═════ Цитируемый фрагмент ═════

Марат Шибутов (М.Ш.): Здравствуйте, уважаемые зрители! Вас приветствует Марат Шибутов. Сегодня наша передача у нас последняя перед Новым годом. Поэтому я поздравляю вас с наступающими новогодними праздниками. Желаю вам удачи, здоровья, благополучия. И, конечно, смотрите наши передачи. Напоминаю, что вы сейчас смотрите нас на радио Медиаметрикс Казахстан, а также на нашем канале в Youtube. Сегодня наша передача посвящена теме «Радикализация молодежи в современном обществе и факторы, которые на это влияют». В гостях у нас наш старый друг – это Рустам Бурнашев, политолог, профессор Казахстанско-Немецкого университета, специалист, в том числе, и по безопасности. Здравствуйте, Рустам!

Рустам Бурнашев (Р.Б.): Здравствуйте!

М.Ш. – У нас тема такая достаточно простая и достаточно, так скажем, хайповая, как говорит молодежь. Все почему-то хотят, я вот сколько ни вижу передач, все говорят «ну как бы наша молодежь ни радикализировалась». Откуда пошел стереотип о радикализирующейся молодежи, которая обязательно пойдет все громить, свергать и так далее?

═════

Список заданий >>
[a] Ответьте по фрагменту передачи:
(i) На каком радио, по словам ведущего, идет передача?
(ii) В каком университете гость работает профессором?
(iii) Каким словом, как говорит молодежь, ведущий называет тему передачи?
[b] Выведите из фрагмента передачи все, что идет от слов «Рустам Бурнашев (Р.Б.): Здравствуйте!» и ниже, вплоть до слов «и так далее?».
Записи здесь ни при чем.

═════ Список записей ═════

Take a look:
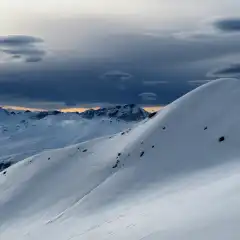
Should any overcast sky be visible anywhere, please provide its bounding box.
[0,0,240,108]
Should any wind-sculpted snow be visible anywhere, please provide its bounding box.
[0,79,240,240]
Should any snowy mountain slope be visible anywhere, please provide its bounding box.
[0,79,240,240]
[0,113,135,170]
[0,104,148,171]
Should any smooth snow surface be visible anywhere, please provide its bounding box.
[0,79,240,240]
[0,116,134,166]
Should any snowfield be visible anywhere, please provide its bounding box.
[0,79,240,240]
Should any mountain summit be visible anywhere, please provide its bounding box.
[0,79,240,240]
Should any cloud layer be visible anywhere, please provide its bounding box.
[0,13,240,107]
[0,35,46,62]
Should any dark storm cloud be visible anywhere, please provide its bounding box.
[138,92,157,102]
[207,63,240,77]
[0,35,46,62]
[214,18,240,32]
[0,35,43,46]
[0,16,240,106]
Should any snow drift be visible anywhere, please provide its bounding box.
[0,79,240,240]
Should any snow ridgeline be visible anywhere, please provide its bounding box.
[0,104,148,172]
[0,79,240,240]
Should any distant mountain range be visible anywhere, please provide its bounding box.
[0,104,150,121]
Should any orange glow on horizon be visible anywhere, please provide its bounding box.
[1,106,163,112]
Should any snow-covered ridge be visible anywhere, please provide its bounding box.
[0,79,240,240]
[0,104,148,172]
[0,104,149,121]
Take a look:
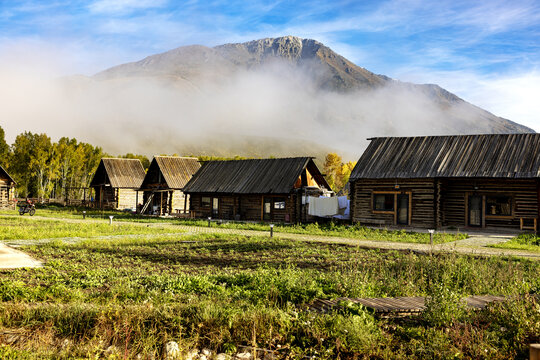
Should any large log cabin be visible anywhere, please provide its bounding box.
[90,158,145,210]
[140,156,201,215]
[0,165,15,209]
[184,157,330,222]
[350,134,540,231]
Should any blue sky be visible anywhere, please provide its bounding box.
[0,0,540,131]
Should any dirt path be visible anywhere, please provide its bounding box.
[4,216,540,260]
[0,243,42,269]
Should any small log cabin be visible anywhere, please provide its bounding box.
[140,156,201,215]
[90,158,145,210]
[184,157,330,222]
[349,134,540,231]
[0,165,16,209]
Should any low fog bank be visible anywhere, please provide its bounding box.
[0,58,508,160]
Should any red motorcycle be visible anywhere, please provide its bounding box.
[19,203,36,216]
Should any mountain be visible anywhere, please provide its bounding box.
[69,36,534,158]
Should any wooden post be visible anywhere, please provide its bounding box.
[529,344,540,360]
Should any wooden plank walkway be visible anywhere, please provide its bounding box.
[311,295,507,316]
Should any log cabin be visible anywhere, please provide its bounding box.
[184,157,330,222]
[90,158,145,210]
[140,156,201,215]
[349,133,540,231]
[0,165,16,209]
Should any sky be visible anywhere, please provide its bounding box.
[0,0,540,131]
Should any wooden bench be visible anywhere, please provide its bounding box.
[355,218,386,226]
[519,218,538,232]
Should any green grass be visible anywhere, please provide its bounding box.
[491,234,540,252]
[0,206,467,244]
[0,215,188,240]
[0,234,540,359]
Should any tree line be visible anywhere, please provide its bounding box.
[0,127,150,198]
[0,127,354,199]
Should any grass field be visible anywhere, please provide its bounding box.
[0,206,467,244]
[0,215,188,240]
[492,234,540,252]
[0,218,540,359]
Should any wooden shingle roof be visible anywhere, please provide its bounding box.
[141,156,201,189]
[90,158,146,189]
[0,165,16,184]
[184,157,330,194]
[350,133,540,180]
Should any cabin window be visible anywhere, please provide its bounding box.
[373,194,394,211]
[486,195,512,216]
[274,198,285,210]
[201,196,211,207]
[212,198,219,217]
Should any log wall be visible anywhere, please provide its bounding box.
[351,178,540,228]
[351,179,436,228]
[116,189,138,210]
[189,193,297,222]
[441,179,539,228]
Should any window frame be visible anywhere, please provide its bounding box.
[201,196,212,209]
[484,194,516,219]
[272,197,287,210]
[371,191,398,214]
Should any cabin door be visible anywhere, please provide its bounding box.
[397,194,409,225]
[468,195,482,226]
[263,198,272,220]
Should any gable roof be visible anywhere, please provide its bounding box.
[184,157,330,194]
[90,158,146,189]
[0,165,16,184]
[350,133,540,180]
[141,156,201,189]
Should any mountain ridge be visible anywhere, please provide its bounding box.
[93,35,534,133]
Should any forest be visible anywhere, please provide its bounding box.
[0,127,355,199]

═════

Ответы по заданиям >>
[a]
(i) На радио Медиаметрикс Казахстан.
(ii) В Казахстанско-Немецком университете.
(iii) «Хайповая».

[b]
Рустам Бурнашев (Р.Б.): Здравствуйте!

М.Ш. – У нас тема такая достаточно простая и достаточно, так скажем, хайповая, как говорит молодежь. Все почему-то хотят, я вот сколько ни вижу передач, все говорят «ну как бы наша молодежь ни радикализировалась». Откуда пошел стереотип о радикализирующейся молодежи, которая обязательно пойдет все громить, свергать и так далее?